Star Trek: The Q Continuum
- Author: Greg Cox
- Cover artist: Dru Blair
- Language: English
- Genre: Science fiction
- Publisher: Pocket Books
- Publication date: October 7, 2003
- Publication place: United States
- Media type: Print (Paperback)
- Pages: 368
- ISBN: 0-7434-9182-3
- OCLC: 53197141
- Preceded by: Pantheon
- Followed by: Worlds in Collision
- Website: startrekbooks.com

= Star Trek: The Q Continuum =

Book by Greg Cox

Star Trek: The Q Continuum is an omnibus edition of a three novel miniseries written by Greg Cox, based on the television series Star Trek: The Next Generation. The novels explore the history of the multi-dimensional being Q prior to his introduction in the 1987 episode "Encounter at Farpoint". The Science Fiction Book Club released a similar edition with a different cover in 1998, also titled The Q Continuum.

The edition is part of the Star Trek: Signature Edition (2003–04) series, published by Pocket Books. Included, is an interview of Cox by Kevin Dilmore.

== Production ==
The Q Continuum trilogy was conceived by John J. Ordover at Pocket Books. Cox lamented he was uncertain he had "nine-hundred pages" in him when offered the project. He accepted the task after rewatching all the episodes featuring Q.

Cox said, in Voyages of Imagination (2006), the poetry included in the novels was written by Karen Palinko. Several printings included a facsimile signature from the author.

The edition includes Q-Space, Q-Zone, and Q-Strike, which were originally published as The Next Generation, Books 47 – 49.

== Plot summary ==
A Betazoid scientist, Lem Faal, claims to have found a way to penetrate the Galactic Barrier. The Enterprise is sent to offer aid. They return to Delta Vega, where Gary Mitchell was transformed in a god-like being after exposure radiation from the barrier in "Where No Man Has Gone Before". After gaining an understanding of Faal's technology, Capt. Picard orders the Enterprise to the barrier. Q appears, warning Picard and Faal against breaking the barrier.

[Records]
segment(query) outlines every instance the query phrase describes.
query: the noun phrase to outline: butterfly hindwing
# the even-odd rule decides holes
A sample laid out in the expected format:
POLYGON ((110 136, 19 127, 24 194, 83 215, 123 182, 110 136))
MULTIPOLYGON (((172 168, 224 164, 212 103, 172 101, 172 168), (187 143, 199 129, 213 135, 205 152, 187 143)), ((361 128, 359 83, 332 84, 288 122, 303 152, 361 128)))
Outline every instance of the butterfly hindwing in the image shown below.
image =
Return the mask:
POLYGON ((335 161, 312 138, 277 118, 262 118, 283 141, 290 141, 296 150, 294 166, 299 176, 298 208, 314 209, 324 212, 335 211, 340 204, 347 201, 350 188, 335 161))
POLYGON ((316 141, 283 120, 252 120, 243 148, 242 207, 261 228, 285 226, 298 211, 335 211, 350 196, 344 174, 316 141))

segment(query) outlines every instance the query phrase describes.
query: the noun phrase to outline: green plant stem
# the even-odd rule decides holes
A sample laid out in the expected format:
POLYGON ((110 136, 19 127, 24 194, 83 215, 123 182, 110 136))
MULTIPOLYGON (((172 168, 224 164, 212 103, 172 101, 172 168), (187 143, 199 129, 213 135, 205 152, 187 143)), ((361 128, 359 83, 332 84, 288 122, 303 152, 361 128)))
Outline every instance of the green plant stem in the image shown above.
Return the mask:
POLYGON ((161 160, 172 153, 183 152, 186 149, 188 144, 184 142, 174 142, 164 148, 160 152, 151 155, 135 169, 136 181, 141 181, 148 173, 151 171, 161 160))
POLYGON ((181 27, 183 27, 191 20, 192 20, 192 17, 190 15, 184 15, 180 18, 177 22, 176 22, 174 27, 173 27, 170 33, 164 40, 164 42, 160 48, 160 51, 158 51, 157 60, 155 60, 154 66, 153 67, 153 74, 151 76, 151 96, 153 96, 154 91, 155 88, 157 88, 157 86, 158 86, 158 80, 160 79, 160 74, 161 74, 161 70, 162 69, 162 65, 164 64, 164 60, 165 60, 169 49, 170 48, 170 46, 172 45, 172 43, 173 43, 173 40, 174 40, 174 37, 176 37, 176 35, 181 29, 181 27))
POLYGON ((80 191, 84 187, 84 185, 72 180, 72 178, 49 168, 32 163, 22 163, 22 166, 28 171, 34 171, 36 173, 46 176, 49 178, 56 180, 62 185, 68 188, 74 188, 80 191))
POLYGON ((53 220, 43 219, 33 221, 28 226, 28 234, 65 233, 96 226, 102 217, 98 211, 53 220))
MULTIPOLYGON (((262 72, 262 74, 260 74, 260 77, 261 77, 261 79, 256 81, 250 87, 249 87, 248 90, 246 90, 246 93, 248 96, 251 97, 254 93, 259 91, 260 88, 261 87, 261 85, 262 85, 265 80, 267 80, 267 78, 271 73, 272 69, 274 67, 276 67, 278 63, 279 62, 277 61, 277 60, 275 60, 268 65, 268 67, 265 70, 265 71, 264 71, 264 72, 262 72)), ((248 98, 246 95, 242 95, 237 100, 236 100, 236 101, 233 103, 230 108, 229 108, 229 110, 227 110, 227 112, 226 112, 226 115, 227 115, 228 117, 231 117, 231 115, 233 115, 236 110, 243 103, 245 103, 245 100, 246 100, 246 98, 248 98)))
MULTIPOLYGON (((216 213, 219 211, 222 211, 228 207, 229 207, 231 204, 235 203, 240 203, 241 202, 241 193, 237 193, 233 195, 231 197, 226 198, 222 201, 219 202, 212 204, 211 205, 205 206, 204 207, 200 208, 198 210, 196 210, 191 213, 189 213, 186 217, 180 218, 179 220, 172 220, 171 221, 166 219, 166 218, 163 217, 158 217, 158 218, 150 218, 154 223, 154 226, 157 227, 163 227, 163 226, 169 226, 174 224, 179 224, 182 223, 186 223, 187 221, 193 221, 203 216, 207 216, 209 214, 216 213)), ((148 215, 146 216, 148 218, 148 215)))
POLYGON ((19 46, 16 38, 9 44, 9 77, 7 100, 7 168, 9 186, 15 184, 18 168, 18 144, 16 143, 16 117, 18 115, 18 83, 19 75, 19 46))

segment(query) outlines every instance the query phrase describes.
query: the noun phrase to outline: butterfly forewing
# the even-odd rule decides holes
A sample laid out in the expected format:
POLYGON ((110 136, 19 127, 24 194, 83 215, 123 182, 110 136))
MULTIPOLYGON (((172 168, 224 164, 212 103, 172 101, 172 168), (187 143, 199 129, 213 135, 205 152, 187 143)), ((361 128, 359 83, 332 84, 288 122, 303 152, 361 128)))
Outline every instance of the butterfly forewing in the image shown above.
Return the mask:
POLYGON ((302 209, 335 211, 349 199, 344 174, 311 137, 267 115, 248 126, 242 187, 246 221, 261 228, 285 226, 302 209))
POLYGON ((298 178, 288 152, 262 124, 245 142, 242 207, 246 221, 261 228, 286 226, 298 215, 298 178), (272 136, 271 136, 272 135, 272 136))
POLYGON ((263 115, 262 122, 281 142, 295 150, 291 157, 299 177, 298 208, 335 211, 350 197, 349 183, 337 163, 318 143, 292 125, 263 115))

Tasks and exercises:
(1) Please copy the passage in the article on Star Trek: The Q Continuum from "Book by Greg" up to and including "episodes featuring Q.", word for word.
(2) According to the article on Star Trek: The Q Continuum, who wrote the poetry included in the novels?
The material above is separate from the article on Star Trek: The Q Continuum.

Answers to the tasks:
(1)
Book by Greg Cox

Star Trek: The Q Continuum is an omnibus edition of a three novel miniseries written by Greg Cox, based on the television series Star Trek: The Next Generation. The novels explore the history of the multi-dimensional being Q prior to his introduction in the 1987 episode "Encounter at Farpoint". The Science Fiction Book Club released a similar edition with a different cover in 1998, also titled The Q Continuum.

The edition is part of the Star Trek: Signature Edition (2003–04) series, published by Pocket Books. Included, is an interview of Cox by Kevin Dilmore.

== Production ==
The Q Continuum trilogy was conceived by John J. Ordover at Pocket Books. Cox lamented he was uncertain he had "nine-hundred pages" in him when offered the project. He accepted the task after rewatching all the episodes featuring Q.

(2) Karen Palinko